Task details:
Reproduce exactly, from the data that follows, the line with "Query: glass window pane", the line with "on the green", and every line that lies between them.

Listed entries:
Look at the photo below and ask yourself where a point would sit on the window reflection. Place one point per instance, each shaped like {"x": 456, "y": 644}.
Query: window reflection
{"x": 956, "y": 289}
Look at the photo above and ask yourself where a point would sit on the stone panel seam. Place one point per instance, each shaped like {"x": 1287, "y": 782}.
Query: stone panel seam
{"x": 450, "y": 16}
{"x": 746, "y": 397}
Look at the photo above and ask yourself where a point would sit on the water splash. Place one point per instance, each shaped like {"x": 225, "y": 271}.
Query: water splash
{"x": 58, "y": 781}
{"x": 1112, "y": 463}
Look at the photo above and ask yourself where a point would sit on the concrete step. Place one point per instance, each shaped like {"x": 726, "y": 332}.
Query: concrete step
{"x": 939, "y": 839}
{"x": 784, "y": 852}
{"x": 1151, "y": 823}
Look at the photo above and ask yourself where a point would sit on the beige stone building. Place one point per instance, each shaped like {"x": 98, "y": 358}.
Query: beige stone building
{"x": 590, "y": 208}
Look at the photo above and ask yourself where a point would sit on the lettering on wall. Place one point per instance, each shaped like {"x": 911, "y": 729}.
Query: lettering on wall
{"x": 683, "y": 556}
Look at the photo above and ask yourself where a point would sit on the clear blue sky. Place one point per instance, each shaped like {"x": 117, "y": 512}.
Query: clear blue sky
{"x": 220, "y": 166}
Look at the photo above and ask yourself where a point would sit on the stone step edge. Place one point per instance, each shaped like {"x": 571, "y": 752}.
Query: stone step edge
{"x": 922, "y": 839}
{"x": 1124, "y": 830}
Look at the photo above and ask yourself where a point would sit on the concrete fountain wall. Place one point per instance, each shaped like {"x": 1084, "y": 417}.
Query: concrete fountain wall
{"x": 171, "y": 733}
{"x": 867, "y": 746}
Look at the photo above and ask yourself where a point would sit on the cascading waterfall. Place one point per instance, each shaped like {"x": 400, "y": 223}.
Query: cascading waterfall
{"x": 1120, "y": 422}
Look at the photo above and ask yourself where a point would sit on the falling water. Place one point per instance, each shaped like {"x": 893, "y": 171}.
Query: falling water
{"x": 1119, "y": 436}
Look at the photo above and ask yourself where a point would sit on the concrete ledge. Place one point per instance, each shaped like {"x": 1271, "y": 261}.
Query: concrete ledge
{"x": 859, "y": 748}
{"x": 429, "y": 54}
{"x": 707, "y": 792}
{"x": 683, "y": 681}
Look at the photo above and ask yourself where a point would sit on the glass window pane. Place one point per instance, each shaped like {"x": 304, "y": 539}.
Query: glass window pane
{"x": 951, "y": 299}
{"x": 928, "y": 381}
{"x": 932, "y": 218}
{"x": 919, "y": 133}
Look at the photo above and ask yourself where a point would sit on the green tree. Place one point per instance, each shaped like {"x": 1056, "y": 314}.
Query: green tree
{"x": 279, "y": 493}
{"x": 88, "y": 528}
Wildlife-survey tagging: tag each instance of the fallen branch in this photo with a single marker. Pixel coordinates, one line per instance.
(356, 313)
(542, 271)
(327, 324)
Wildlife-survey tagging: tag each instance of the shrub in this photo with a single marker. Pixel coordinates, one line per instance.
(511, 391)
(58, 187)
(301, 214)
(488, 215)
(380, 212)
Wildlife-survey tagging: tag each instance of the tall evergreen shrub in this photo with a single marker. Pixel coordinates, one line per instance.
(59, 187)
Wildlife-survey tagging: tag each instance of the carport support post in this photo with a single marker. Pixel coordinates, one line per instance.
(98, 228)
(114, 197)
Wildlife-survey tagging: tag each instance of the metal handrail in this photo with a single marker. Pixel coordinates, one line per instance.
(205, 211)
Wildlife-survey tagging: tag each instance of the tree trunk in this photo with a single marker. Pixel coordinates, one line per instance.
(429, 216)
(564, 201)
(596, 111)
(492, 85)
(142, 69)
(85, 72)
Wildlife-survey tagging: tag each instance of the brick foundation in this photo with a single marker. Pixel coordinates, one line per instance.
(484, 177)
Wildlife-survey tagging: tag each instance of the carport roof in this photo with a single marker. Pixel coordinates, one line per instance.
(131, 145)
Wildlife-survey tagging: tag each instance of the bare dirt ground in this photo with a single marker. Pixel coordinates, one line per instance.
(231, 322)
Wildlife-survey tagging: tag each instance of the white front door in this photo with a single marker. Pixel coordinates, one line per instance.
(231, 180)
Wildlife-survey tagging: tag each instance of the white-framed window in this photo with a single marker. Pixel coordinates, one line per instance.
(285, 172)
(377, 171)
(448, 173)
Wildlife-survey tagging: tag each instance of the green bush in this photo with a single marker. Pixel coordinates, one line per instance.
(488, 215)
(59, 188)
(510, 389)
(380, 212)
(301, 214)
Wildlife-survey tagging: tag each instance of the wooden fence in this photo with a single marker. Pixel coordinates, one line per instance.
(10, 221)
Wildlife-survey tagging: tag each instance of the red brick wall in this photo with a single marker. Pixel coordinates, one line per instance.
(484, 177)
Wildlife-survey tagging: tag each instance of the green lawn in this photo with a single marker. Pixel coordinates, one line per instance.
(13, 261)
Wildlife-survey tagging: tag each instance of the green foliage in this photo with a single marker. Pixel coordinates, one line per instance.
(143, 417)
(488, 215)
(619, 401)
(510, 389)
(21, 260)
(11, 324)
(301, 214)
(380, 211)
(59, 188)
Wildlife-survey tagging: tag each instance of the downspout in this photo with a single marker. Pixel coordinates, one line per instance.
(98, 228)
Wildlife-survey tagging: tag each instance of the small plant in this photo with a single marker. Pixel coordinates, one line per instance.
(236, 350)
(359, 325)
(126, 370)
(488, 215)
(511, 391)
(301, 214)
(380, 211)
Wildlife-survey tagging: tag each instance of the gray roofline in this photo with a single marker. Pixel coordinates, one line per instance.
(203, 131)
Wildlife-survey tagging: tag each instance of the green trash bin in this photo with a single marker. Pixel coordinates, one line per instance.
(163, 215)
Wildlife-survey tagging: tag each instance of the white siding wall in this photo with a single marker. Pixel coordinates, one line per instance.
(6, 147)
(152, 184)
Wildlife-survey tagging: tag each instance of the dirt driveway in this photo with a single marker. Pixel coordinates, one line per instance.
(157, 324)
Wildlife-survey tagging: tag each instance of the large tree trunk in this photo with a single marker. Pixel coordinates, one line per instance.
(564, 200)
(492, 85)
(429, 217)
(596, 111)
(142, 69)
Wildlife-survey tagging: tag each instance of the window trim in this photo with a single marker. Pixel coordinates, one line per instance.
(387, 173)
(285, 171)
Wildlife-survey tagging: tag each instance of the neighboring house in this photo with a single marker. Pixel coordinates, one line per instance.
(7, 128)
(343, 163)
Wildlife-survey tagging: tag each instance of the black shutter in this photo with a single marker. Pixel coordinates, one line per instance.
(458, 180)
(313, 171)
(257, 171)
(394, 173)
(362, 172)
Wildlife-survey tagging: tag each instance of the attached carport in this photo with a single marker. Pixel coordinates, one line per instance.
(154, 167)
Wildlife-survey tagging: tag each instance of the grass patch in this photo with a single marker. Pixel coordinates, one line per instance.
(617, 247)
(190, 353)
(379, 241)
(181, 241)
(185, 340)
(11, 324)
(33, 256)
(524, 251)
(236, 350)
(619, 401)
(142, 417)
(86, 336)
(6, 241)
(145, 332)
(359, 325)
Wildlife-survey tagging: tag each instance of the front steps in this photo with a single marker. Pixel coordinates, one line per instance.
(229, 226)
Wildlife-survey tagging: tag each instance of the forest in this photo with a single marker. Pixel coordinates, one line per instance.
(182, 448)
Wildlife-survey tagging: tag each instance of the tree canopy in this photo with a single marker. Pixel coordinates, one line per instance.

Output for this task:
Query: glass window pane
{"x": 951, "y": 299}
{"x": 928, "y": 381}
{"x": 932, "y": 218}
{"x": 919, "y": 133}
Look at the photo above and ask yourself where a point would sit on the green tree. Place one point per instance, each shaped like {"x": 1056, "y": 314}.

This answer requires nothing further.